● What is being asked: Scale the lines from the start up to and including the line with "[514,44,530,76]", rewriting every line in that range. Multiply each bounding-box coordinate in the results by 0.95 and round it to a whole number with halves rounded up, leaving all other text unchanged.

● Annotated coordinate lines:
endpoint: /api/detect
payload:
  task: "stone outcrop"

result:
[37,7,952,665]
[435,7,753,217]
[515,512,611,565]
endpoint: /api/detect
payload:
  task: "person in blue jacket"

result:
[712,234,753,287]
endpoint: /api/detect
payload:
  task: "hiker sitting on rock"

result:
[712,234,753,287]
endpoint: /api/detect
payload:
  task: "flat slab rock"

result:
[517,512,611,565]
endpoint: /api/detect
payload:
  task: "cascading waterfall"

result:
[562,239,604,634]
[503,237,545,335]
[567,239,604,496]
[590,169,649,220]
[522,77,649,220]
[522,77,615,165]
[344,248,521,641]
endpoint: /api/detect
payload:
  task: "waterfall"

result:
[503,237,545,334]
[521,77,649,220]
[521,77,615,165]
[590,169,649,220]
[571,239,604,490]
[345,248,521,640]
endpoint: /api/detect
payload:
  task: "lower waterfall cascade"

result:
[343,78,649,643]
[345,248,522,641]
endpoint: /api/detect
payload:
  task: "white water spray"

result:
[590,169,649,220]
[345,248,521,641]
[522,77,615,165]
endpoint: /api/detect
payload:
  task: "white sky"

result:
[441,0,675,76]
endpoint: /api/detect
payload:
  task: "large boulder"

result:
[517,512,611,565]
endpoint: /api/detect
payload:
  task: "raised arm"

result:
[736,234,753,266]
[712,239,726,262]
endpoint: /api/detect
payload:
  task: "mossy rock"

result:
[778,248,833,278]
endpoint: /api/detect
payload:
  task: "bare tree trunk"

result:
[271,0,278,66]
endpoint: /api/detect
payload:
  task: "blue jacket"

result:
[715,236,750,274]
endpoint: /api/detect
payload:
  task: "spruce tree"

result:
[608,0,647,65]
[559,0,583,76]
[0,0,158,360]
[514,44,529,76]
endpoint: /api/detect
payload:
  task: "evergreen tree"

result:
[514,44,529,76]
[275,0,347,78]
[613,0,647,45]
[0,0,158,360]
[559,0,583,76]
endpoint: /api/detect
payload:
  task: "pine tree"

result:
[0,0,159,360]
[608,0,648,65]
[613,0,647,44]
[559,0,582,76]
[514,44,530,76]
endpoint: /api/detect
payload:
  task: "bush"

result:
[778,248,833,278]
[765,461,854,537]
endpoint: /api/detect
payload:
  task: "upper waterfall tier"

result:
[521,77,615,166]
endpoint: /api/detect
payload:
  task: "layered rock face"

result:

● Solution:
endpoint: /api/detect
payload:
  task: "stone outcrop"

result:
[35,7,904,632]
[413,7,715,206]
[489,486,580,537]
endpoint: /api/detect
payload:
  task: "person in blue jacket"

result:
[676,222,715,273]
endpoint: /api/detect
payload:
  task: "hiker sitting on rock"

result:
[676,222,715,273]
endpoint: /api/detect
payload:
  task: "flat slab rock"

result:
[491,486,580,537]
endpoint: /api/detect
payload:
  task: "cascading waterfall"

result:
[534,227,574,602]
[478,225,518,318]
[539,227,574,471]
[561,161,617,209]
[496,73,617,209]
[496,73,584,157]
[327,236,495,609]
endpoint: /api/detect
payload:
  task: "waterfall"

result:
[478,225,518,317]
[495,73,617,209]
[495,73,584,157]
[561,161,617,209]
[542,227,574,466]
[328,236,495,608]
endpoint: /api/detect
payload:
  task: "lower waterfall cascade"

result:
[326,74,617,611]
[328,236,496,609]
endpoint: /api/detect
payload:
  task: "white water spray"

result:
[561,161,617,209]
[328,236,495,609]
[496,73,584,157]
endpoint: /api/detect
payload:
  task: "white sky"

result:
[419,0,641,72]
endpoint: /api/detect
payload:
  task: "large boulder"

result:
[491,486,580,537]
endpoint: /api/detect
payload:
  task: "raised arm"

result:
[699,222,715,253]
[676,227,690,249]
endpoint: /api/detect
payload:
  task: "mossy rock"

result:
[739,236,791,264]
endpoint: /api/detect
payload:
  task: "bare tree trunk"

result:
[257,0,264,63]
endpoint: /api/detect
payload:
  task: "blue jacket"

result:
[679,224,713,260]
endpoint: /api/detect
payload:
  task: "spruce tree"

result:
[578,0,615,62]
[531,0,554,72]
[0,0,150,342]
[488,42,503,72]
endpoint: /api/detect
payload:
  task: "evergreen tree"

result:
[488,42,503,72]
[261,0,330,74]
[582,0,615,43]
[0,0,150,342]
[531,0,554,72]
endpoint: /api/detect
payload:
  task: "pine tree"

result:
[0,0,151,342]
[578,0,616,62]
[582,0,615,42]
[531,0,553,72]
[488,42,504,72]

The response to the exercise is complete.